═══ 文書本文 ═══

一 人工衛星の利用の目的及び方法が、基本理念に則したものであり、かつ、宇宙の開発及び利用に関する諸条約の的確かつ円滑な実施及び公共の安全の確保に支障を及ぼすおそれがないものであること。
二 人工衛星の構造が、その人工衛星を構成する機器及び部品の飛散を防ぐ仕組みが講じられていることその他の宇宙空間探査等条約第九条に規定する月その他の天体を含む宇宙空間の有害な汚染並びにその平和的な探査及び利用における他国の活動に対する潜在的に有害な干渉(次号及び第四号二において「宇宙空間の有害な汚染等」という。)の防止並びに公共の安全の確保に支障を及ぼすおそれがないものとして内閣府令で定める基準に適合するものであること。
三 管理計画において、他の人工衛星との衝突を避けるための措置その他の宇宙空間の有害な汚染等を防止するために必要なものとして内閣府令で定める措置及び終了措置を講ずることとされており、かつ、申請者(個人にあっては、死亡時代理人を含む。)が当該管理計画を実行する十分な能力を有すること。
四 終了措置の内容が次のイからニまでのいずれかに該当するものであること。

═══

◆ **短い課題 1**
人工衛星に関する条文の第二号では、人工衛星の構造に講じられているべき仕組みとして何が挙げられていますか？
◆ **短い課題 2**
人工衛星に関する条文の第三号で、管理計画に他の人工衛星との衝突を避けるための措置などを講ずることが求められているのはなぜですか？1〜2文で説明してください。
◆ **短い課題 3**
人工衛星に関する条文の内容を2文で要約してください。

═══ データセット項目 ═══

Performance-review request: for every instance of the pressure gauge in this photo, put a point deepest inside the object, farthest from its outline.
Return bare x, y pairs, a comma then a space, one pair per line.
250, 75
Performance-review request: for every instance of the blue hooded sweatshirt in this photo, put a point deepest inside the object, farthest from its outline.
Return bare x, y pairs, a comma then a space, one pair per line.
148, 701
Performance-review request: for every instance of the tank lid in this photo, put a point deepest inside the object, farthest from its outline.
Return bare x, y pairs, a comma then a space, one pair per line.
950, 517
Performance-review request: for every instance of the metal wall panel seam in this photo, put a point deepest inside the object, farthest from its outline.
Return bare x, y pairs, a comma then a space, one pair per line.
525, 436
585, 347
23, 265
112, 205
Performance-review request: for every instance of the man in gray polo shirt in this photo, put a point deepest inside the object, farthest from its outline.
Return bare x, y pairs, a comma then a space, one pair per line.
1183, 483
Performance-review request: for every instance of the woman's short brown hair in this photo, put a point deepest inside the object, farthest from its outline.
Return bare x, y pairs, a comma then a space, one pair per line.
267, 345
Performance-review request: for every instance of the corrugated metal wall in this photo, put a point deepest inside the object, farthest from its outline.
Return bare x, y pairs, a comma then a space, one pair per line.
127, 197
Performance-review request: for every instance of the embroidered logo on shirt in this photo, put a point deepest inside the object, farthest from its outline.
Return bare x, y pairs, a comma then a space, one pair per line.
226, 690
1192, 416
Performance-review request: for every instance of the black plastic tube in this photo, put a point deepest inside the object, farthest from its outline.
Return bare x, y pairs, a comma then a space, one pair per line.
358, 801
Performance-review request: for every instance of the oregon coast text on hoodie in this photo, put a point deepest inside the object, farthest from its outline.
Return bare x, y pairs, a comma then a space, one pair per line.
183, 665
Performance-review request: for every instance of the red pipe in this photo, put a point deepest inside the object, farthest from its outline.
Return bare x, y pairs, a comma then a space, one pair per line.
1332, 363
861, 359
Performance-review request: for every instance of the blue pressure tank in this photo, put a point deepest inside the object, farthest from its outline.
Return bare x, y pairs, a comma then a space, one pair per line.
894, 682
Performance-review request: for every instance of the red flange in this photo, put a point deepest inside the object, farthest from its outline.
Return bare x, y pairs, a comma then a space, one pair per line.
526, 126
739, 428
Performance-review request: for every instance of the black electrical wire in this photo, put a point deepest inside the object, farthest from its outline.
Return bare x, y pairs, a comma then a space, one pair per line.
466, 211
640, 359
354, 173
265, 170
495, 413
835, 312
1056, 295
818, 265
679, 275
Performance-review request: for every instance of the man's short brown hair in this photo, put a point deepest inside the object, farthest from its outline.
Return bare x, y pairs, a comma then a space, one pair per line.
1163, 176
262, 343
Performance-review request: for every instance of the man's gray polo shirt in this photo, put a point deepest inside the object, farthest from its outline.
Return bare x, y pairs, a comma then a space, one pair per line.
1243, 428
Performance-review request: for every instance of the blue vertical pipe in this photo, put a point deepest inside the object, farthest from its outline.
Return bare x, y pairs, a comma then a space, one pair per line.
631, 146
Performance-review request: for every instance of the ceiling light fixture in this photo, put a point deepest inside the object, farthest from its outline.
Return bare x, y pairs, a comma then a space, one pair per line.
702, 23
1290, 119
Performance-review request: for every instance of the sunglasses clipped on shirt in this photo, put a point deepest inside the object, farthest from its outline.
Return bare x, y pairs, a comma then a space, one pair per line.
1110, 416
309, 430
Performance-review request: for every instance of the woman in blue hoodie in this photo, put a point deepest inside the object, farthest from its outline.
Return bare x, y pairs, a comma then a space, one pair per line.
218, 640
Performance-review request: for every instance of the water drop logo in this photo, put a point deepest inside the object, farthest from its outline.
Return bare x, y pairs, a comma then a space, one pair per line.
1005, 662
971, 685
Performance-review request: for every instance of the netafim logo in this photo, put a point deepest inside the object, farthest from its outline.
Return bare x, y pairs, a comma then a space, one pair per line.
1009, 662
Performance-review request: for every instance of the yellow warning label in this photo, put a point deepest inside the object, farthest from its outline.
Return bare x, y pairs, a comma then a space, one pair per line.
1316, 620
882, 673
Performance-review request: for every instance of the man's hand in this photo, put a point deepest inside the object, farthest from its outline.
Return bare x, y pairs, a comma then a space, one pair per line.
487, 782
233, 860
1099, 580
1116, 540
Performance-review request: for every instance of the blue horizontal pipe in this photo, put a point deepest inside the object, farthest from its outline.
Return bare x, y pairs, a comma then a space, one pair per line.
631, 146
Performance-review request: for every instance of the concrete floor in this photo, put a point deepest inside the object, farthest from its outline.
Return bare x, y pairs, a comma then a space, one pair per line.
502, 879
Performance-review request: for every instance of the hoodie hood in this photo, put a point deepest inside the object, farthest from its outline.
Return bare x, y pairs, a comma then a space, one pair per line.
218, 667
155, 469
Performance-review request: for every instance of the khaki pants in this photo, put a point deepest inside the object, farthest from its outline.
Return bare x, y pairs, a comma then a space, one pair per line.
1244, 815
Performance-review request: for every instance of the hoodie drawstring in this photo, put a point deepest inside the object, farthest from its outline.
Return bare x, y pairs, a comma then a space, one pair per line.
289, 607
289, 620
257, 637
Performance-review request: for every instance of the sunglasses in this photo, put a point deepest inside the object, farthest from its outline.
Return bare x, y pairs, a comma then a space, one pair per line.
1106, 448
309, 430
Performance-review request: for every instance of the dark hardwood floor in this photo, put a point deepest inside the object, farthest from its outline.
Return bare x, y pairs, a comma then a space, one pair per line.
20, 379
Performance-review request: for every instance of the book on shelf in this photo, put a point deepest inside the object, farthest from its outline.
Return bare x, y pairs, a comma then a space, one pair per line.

═══

◆ **期待される出力 1**
人工衛星を構成する機器及び部品の飛散を防ぐ仕組みです。

◆ **期待される出力 2**
これらの措置は、宇宙空間の有害な汚染等を防止するために必要なものとして内閣府令で定められるものだからです。そのため管理計画において、これらの措置と終了措置を講ずることとされている必要があります。

◆ **期待される出力 3**
人工衛星に関する条文は、人工衛星の利用の目的及び方法が基本理念に則し、宇宙の開発及び利用に関する諸条約の実施や公共の安全の確保に支障を及ぼすおそれがないことを求めています。また、人工衛星の構造が内閣府令で定める基準に適合すること、管理計画で宇宙空間の有害な汚染等を防止する措置及び終了措置を講ずることとされ申請者がそれを実行する十分な能力を有すること、終了措置の内容が所定の区分のいずれかに該当することも定めています。